A Co. Waterford couple have lost their appeal against the High Court’s refusal to overturn a jury’s verdict that their newborn baby died of natural causes.
The Court of Appeal on Monday upheld the lower court’s findings and refused to direct a fresh inquest into the death of Tommy Spencer.
Tommy was born at University Hospital Waterford on July 14th, 2018, and died four days later at Cork University Maternity Hospital.
His parents, Natasha Cummins and Aiden Spencer said they were “aggrieved and upset” by the “irrational” inquest verdict delivered by a jury on September 10th, 2020.
They wanted the verdict overturned, and a new inquest ordered, due to alleged failings by the Cork City coroner in his charge to the jury.
They also asked the court to declare that the medical care during Ms Cummins’s labour, and in particular the use of oxytocin, are “material circumstances” relevant to their son’s death.
The couple claimed there was a failure to monitor alleged hyperstimulation and that the contraction augmentation drug oxytocin should have been discontinued earlier during Ms Cummins’s labour.

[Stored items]
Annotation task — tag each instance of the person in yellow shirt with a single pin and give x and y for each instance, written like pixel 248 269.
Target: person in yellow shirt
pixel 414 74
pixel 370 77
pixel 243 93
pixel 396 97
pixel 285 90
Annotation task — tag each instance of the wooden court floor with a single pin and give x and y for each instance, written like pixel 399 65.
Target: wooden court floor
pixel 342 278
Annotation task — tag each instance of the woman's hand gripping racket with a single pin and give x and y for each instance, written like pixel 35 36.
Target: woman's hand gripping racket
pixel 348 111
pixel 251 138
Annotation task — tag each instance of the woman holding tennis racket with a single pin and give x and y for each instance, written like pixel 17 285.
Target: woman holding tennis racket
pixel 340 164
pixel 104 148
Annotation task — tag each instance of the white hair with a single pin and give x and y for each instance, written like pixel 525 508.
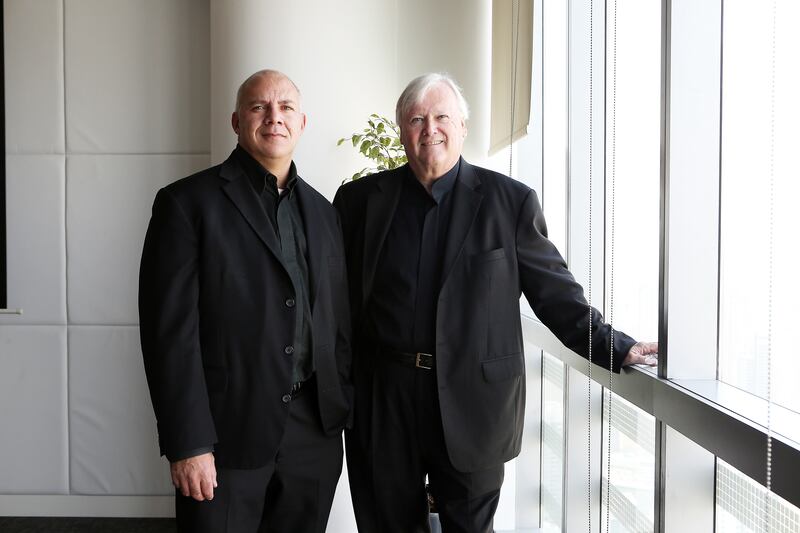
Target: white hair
pixel 416 89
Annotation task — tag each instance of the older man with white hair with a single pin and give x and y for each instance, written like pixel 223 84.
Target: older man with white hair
pixel 438 253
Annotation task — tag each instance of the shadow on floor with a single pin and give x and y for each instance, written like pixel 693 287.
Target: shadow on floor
pixel 86 525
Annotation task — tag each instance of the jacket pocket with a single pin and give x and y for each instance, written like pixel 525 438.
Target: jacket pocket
pixel 503 368
pixel 491 255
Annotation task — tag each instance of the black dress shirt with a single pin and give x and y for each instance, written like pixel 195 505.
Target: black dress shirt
pixel 283 211
pixel 402 308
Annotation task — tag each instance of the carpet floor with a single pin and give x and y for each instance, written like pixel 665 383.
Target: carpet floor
pixel 86 525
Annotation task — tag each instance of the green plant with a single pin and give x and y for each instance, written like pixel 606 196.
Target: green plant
pixel 380 143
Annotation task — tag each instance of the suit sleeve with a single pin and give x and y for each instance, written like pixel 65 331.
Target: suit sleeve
pixel 169 330
pixel 344 349
pixel 555 296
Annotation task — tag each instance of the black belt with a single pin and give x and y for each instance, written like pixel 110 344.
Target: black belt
pixel 421 360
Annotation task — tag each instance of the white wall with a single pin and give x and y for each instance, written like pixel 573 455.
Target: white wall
pixel 108 100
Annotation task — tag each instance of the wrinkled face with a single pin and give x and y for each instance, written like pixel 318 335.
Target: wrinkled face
pixel 432 132
pixel 269 121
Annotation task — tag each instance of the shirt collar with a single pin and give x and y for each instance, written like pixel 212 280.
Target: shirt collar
pixel 261 178
pixel 444 185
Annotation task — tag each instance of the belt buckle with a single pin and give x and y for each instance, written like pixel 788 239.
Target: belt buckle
pixel 420 362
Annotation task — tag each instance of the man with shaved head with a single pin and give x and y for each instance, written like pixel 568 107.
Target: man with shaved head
pixel 245 330
pixel 438 253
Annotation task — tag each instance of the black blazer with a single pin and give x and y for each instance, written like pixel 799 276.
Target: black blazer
pixel 215 323
pixel 496 249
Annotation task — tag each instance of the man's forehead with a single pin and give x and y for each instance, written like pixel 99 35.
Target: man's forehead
pixel 274 87
pixel 440 101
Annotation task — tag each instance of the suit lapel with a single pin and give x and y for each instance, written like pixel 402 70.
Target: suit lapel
pixel 466 201
pixel 240 192
pixel 380 206
pixel 317 244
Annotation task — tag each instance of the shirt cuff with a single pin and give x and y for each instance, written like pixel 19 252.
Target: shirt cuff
pixel 185 454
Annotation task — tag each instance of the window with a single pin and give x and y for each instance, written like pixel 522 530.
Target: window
pixel 741 505
pixel 552 493
pixel 633 140
pixel 751 152
pixel 632 468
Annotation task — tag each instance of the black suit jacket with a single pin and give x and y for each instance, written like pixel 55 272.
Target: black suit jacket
pixel 215 322
pixel 496 249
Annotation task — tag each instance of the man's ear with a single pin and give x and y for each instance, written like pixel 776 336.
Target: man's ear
pixel 235 122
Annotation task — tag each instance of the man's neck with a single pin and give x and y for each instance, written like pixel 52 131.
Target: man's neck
pixel 278 168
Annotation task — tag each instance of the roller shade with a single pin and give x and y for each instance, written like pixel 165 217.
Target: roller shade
pixel 512 58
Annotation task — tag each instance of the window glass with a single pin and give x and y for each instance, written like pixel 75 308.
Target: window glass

The problem: In the Waterford inquest appeal text, on what date did the jury deliver the inquest verdict?

Result: September 10th, 2020.